Page extract:
┄┄┄┄┄┄┄┄┄┄
But trying to develop a “mindfulness habit” alone is not enough to help most people reverse an undesirable habit. What is the desired character outcome you want from a new habit? How will that desired outcome fulfill the perceived pleasure you think you want from the undesired habit?

Get curious. Buried within your response might be a fruitful discovery of how you can get your wants met with a more productive and delightful habit first thing in the morning. Maybe rather than checking your texts to feel connected and “get rolling” for the day you discover that taking a walk first thing in the morning invigorates you, helps you feel connected to your surroundings, and lets you reflect upon your dream endeavor without distraction.

Instead of attempting to regulate our actions and restrict our indulgences, we can mindfully focus on the rewards we desire – vitality, lucidity, genuine connection, a sense of accomplishment – and find other, beneficial behaviors that give us a deeper reward. In other words, for some kinds of desired habits to last, focus on enriching your life, not depriving yourself.

Focus on Reward, Not Routine

Be careful, though. You can’t simply remove a bad habit without some risk. Build up a positive habit – a new healthier foundation – first. Then you can begin to reverse the old habits that no longer serve you.

Next time you feel the urge to indulge in a bad habit, pause to consider what may have triggered your habitual response. According to Charles Duhigg, author of The Power of Habit, our triggers fall into five categories: a place, time of day, particular people, specific emotions, or rituals. Notice what time of day you start craving cookies, or who triggers your anxiety-induced, self-soothing behavior. Then consider why you crave that comfort. Is it the sugar rush? Boredom? The opportunity to walk to the cafeteria and socialize with colleagues? Experiment with other, healthier ways to achieve the same end and see what relieves your unhealthy impulse to sugar binge or self soothe. By learning to identify our triggers and the rewards we’re seeking, we can replace our negative habits with positive ones that better fulfill our goal.
┄┄┄┄┄┄┄┄┄┄
Written problem 1: Reproduce the stretch from "Be careful, though." through "longer serve you." of the passage on habits, copied word for word.
Written problem 2:
Answer these questions about the passage on habits, one per line:
(a) Into which five categories does the passage say our triggers fall, according to Charles Duhigg?
(b) What morning activity does the passage suggest instead of checking your texts?
(c) What does the passage say to build up before you begin to reverse old habits?
Written problem 3: Carry the passage on habits further, picking up right after its last sentence.

Record set:
┄┄┄┄┄┄┄┄┄┄
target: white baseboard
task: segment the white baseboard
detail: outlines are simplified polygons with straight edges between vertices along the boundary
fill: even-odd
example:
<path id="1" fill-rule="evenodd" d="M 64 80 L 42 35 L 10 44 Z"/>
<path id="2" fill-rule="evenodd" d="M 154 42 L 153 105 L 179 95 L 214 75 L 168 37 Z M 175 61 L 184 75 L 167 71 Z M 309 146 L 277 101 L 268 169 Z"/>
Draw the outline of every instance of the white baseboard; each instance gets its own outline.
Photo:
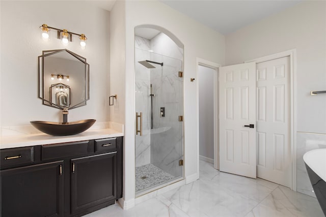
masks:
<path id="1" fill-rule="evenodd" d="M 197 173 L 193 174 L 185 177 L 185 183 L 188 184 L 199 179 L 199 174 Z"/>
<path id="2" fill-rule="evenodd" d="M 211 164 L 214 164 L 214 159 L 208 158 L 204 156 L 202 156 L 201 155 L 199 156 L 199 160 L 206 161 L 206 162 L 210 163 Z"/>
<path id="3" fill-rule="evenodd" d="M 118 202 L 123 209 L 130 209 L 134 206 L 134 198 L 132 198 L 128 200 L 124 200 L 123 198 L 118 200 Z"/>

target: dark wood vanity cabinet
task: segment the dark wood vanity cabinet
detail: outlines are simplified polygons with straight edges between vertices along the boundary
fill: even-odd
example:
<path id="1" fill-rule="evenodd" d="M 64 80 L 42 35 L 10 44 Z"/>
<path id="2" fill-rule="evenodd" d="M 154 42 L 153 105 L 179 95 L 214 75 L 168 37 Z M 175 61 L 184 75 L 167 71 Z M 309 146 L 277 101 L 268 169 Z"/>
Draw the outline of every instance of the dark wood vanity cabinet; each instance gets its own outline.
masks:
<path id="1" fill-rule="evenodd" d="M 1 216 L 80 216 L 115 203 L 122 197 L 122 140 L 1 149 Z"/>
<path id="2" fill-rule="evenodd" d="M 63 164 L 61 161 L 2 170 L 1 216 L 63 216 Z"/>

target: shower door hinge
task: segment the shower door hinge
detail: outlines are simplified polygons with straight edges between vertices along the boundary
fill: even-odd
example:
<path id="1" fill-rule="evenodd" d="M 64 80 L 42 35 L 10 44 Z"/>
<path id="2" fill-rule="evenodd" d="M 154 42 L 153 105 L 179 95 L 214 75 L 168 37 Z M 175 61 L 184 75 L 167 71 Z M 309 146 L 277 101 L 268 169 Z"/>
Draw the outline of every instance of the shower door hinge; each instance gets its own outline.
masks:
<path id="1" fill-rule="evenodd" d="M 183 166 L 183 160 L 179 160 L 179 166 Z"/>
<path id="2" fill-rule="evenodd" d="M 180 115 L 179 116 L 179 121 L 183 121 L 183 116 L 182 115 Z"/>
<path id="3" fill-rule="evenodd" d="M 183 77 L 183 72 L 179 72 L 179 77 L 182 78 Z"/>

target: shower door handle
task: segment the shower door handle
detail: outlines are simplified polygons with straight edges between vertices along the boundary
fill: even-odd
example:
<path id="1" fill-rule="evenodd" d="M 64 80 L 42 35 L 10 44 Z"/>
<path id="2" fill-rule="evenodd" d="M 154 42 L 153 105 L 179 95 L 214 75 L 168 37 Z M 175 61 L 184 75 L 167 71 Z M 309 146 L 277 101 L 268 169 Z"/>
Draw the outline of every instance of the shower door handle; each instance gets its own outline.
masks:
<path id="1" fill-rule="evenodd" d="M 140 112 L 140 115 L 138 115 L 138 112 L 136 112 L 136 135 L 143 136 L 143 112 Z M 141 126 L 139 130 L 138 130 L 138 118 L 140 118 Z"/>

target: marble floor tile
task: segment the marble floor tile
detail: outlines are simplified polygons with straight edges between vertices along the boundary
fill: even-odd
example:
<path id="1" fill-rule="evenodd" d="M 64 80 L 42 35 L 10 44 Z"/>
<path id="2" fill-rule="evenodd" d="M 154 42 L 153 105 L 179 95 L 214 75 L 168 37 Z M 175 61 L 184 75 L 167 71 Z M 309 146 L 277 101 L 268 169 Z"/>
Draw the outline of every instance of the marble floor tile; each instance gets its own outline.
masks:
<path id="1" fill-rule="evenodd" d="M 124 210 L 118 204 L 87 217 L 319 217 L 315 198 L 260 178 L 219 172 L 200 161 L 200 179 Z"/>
┄┄┄┄┄┄┄┄┄┄
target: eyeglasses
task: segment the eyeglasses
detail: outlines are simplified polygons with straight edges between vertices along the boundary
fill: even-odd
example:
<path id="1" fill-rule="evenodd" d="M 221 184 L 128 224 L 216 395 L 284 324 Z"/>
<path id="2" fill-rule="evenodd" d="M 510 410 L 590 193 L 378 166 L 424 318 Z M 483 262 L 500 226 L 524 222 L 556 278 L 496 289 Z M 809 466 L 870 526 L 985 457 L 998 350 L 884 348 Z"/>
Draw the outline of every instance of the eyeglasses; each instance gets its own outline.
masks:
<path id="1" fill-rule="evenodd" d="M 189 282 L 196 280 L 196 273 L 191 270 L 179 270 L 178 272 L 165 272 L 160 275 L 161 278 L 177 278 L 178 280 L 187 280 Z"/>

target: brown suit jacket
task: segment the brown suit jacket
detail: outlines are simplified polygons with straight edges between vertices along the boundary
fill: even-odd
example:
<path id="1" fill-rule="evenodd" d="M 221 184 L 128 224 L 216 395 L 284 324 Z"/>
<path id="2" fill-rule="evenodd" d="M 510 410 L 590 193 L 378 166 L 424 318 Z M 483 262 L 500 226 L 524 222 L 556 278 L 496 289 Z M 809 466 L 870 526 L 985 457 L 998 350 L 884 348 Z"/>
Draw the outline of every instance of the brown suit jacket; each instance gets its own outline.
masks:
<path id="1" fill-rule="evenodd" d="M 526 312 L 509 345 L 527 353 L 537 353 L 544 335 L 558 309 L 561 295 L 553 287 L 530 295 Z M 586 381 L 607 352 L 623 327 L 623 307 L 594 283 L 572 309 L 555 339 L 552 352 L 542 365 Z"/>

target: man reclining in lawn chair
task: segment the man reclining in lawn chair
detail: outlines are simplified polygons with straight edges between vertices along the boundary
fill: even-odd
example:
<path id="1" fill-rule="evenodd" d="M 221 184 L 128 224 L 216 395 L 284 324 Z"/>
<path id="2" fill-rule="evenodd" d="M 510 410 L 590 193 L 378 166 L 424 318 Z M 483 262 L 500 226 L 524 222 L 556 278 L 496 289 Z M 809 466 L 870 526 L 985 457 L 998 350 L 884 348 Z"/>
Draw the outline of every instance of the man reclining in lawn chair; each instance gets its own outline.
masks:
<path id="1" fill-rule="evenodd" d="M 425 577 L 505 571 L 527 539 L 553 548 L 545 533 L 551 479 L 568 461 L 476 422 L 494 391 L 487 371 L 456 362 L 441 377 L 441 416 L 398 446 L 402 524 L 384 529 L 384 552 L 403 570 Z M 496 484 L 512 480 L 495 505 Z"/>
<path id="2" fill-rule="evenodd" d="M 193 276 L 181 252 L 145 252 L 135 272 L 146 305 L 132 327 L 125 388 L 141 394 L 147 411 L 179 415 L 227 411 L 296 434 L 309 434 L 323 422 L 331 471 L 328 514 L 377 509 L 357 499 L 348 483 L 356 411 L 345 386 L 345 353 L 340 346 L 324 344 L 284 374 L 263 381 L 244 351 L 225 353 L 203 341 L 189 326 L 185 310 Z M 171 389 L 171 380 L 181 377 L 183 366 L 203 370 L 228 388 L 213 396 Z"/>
┄┄┄┄┄┄┄┄┄┄
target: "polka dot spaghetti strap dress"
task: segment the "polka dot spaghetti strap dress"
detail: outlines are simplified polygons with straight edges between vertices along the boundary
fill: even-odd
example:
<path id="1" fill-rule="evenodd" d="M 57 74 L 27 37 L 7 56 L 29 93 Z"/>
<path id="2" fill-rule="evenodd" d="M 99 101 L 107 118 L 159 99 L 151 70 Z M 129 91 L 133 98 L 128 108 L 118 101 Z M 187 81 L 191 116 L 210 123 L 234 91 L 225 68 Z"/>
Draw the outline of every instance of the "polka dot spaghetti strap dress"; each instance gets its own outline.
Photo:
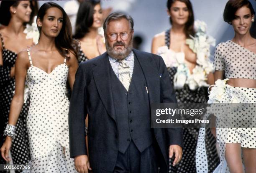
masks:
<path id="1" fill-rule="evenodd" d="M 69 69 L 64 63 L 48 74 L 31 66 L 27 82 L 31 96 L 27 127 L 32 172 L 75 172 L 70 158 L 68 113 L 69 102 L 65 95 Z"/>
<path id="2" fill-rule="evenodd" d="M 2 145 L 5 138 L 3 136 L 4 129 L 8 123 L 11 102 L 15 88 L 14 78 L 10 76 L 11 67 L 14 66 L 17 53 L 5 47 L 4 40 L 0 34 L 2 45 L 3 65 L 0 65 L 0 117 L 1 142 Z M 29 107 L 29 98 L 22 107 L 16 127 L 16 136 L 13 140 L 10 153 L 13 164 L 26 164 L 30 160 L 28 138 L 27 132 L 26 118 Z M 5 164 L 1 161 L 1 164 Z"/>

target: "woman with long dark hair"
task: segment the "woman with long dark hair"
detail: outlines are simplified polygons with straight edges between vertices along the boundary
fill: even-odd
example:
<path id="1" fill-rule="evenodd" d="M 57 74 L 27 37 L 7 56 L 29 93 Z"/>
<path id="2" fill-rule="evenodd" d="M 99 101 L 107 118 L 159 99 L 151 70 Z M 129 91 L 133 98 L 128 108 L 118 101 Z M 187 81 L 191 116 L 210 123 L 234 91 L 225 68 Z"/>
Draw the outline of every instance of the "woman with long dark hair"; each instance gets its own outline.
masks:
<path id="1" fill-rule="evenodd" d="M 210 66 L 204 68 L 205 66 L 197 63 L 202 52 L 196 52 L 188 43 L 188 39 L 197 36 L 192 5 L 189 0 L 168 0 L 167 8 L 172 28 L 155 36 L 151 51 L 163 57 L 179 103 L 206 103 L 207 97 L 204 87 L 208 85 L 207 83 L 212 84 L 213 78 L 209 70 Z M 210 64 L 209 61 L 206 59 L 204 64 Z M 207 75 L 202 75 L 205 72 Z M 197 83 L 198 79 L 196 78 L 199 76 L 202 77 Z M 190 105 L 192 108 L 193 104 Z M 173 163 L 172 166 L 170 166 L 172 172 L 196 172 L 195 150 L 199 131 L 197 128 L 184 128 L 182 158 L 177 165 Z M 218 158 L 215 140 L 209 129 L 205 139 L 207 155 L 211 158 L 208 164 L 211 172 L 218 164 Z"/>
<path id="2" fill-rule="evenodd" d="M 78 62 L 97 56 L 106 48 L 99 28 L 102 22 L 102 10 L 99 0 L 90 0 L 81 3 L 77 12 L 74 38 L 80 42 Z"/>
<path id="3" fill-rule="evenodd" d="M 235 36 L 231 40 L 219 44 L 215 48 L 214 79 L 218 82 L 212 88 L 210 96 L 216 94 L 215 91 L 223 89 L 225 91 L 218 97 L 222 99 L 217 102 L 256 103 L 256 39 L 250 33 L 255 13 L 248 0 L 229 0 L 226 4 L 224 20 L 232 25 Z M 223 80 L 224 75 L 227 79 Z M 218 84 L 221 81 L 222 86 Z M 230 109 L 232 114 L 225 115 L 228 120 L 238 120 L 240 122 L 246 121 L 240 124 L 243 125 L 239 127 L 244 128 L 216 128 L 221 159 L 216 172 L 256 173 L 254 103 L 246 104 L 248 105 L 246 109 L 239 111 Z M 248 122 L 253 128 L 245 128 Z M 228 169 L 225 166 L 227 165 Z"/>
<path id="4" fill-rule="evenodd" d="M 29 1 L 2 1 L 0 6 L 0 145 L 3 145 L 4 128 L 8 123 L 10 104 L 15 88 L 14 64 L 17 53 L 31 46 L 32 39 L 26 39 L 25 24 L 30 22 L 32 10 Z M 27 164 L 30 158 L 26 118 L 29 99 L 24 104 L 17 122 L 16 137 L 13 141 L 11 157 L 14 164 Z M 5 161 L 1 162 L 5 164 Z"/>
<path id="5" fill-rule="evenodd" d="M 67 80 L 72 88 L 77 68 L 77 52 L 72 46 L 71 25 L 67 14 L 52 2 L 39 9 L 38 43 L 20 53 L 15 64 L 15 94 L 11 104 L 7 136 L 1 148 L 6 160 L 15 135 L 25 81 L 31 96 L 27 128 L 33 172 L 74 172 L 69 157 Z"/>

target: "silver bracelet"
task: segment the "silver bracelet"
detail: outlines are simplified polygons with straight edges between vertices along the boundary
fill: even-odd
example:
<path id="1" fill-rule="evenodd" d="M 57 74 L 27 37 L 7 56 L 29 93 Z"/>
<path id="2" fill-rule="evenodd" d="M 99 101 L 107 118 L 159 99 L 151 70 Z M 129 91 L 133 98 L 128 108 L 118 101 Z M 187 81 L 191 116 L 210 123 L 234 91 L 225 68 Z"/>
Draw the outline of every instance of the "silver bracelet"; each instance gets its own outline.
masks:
┄┄┄┄┄┄┄┄┄┄
Expected answer 1:
Be careful, though. You can’t simply remove a bad habit without some risk. Build up a positive habit – a new healthier foundation – first. Then you can begin to reverse the old habits that no longer serve you.

Expected answer 2:
(a) A place, time of day, particular people, specific emotions, or rituals.
(b) Taking a walk first thing in the morning.
(c) A positive habit, a new healthier foundation.

Expected answer 3:
So rather than tackle the big life changes that often feel like you must endure unpleasantness or sacrifice some essential indulgence, start with the “quick wins.” Begin building one positive habit in a small, easy way that makes you feel good not just neurochemically but character-wise about yourself (or at least, don’t make you feel bad). Make your bed every morning, take an afternoon walk rather than a snack break, try yoga or meditation to relieve your end of day stress rather than rely on happy hour to wash your troubles away.

Then, tell yourself what the “noble” growth outcome of this new habit could be: If you run a half mile today, you’ll have more energy for your best work and you’ll improve your chances of being a healthy parent. In the long run, you might even start eating better, procrastinate less, do your dishes every day, spend less and save more to take that vacation you’ve always dreamed of. You see, habits like exercise may seem like a small change but in fact, they have the power to change your self-perception and increase your self-esteem to affect other changes that ripple outward throughout your life.

So rather than depend on sheer willpower to change your life in a new year, try adding a bit more curiosity, delight, and virtue to your days.